If a line below contains the string "grass", return that line.

_ _ _ _ _

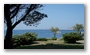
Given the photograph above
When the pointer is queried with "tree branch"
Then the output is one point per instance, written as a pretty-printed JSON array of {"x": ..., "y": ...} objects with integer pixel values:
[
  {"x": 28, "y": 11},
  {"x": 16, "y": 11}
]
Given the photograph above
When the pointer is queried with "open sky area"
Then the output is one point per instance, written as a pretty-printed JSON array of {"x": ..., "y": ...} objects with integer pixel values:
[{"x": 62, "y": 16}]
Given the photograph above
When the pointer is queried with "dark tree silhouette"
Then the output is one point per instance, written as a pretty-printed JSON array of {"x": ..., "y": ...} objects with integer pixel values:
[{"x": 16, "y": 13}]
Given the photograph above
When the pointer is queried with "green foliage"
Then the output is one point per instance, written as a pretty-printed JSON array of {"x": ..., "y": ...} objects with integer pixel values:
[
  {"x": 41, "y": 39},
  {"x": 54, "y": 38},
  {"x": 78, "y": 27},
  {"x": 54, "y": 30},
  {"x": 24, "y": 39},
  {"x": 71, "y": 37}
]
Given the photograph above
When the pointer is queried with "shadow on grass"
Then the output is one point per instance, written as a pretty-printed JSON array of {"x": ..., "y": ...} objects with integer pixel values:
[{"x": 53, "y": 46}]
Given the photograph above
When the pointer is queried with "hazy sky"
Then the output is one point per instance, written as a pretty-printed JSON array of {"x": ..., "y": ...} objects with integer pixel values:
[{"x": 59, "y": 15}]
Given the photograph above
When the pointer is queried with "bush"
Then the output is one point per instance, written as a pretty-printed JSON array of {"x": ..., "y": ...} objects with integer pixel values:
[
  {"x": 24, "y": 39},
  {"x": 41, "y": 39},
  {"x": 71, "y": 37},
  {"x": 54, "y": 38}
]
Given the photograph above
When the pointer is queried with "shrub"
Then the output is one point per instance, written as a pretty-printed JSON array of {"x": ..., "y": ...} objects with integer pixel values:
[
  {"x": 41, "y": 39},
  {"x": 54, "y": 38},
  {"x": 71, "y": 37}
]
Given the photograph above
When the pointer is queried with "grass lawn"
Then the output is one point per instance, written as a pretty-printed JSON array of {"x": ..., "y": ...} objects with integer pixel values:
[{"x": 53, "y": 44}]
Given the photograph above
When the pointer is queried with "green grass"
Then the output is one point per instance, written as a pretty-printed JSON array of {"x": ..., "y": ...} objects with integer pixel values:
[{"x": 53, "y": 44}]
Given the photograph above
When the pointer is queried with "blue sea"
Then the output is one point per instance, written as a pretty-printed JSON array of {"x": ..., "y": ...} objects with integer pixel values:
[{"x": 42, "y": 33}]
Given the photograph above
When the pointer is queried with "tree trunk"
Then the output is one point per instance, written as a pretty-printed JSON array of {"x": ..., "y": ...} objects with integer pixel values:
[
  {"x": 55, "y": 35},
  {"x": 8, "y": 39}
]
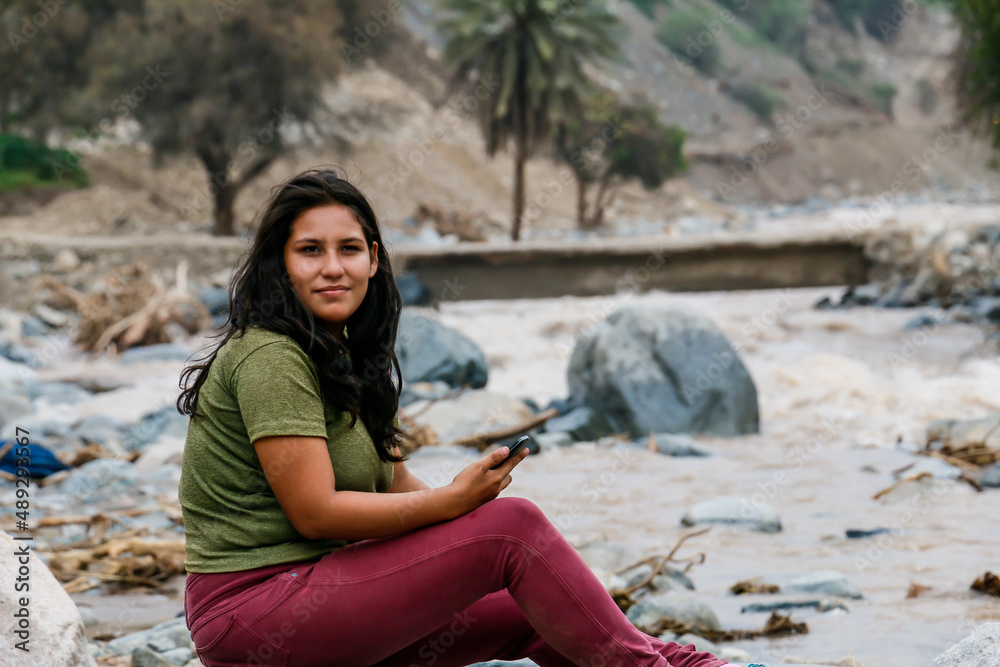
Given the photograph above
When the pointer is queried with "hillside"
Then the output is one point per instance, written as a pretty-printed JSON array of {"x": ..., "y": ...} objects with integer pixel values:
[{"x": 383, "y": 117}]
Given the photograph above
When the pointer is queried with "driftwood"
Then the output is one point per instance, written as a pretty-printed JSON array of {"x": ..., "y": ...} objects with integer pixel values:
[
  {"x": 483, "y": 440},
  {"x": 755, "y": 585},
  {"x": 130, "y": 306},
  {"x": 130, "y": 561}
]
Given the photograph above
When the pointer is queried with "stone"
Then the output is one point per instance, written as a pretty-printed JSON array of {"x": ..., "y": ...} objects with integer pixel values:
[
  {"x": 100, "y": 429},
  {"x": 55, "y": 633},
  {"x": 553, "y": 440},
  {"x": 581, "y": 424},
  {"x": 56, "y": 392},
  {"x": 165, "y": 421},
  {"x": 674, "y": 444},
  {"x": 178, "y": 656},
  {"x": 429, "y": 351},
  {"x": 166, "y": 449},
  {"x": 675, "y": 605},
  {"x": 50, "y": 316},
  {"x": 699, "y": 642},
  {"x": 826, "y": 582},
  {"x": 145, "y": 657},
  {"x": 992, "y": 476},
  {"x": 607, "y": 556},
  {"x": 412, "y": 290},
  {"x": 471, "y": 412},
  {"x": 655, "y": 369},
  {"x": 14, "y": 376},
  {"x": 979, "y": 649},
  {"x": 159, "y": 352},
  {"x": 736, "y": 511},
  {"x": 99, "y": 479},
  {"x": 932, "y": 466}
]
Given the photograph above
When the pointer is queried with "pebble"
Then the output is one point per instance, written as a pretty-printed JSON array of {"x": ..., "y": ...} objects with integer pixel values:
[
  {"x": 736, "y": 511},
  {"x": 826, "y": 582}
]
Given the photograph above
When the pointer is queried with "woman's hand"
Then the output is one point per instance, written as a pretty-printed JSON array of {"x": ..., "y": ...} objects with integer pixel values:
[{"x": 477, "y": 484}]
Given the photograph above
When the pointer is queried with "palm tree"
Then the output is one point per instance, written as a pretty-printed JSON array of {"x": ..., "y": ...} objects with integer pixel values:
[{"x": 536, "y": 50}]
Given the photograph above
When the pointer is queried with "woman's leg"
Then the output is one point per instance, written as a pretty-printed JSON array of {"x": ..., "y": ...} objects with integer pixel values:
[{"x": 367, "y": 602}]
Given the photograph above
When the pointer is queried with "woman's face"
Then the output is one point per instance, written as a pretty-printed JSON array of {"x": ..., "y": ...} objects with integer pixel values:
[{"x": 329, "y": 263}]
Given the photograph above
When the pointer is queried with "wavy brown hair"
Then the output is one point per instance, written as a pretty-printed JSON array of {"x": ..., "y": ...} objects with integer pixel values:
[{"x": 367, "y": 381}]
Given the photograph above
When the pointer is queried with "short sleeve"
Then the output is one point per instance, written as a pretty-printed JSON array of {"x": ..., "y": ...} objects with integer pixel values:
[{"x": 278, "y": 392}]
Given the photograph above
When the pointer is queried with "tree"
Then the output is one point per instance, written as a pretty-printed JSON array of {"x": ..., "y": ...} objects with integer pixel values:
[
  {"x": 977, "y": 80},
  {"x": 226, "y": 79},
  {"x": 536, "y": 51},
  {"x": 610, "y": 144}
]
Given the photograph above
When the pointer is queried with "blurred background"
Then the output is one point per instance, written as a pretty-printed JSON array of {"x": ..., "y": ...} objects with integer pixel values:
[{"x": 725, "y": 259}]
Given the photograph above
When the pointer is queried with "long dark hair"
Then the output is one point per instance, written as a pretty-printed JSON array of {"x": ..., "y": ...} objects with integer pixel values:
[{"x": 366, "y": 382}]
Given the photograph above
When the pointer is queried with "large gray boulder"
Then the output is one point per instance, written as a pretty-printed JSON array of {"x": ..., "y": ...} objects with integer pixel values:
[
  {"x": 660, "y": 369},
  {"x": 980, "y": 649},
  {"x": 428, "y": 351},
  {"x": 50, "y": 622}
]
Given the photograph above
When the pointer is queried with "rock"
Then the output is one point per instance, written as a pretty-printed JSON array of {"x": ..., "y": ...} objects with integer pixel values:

_ _ _ _ _

*Result:*
When the pointer is queried with "shadow on grass"
When the pointer is queried with "grass lawn"
When the pointer is queried with "green grass"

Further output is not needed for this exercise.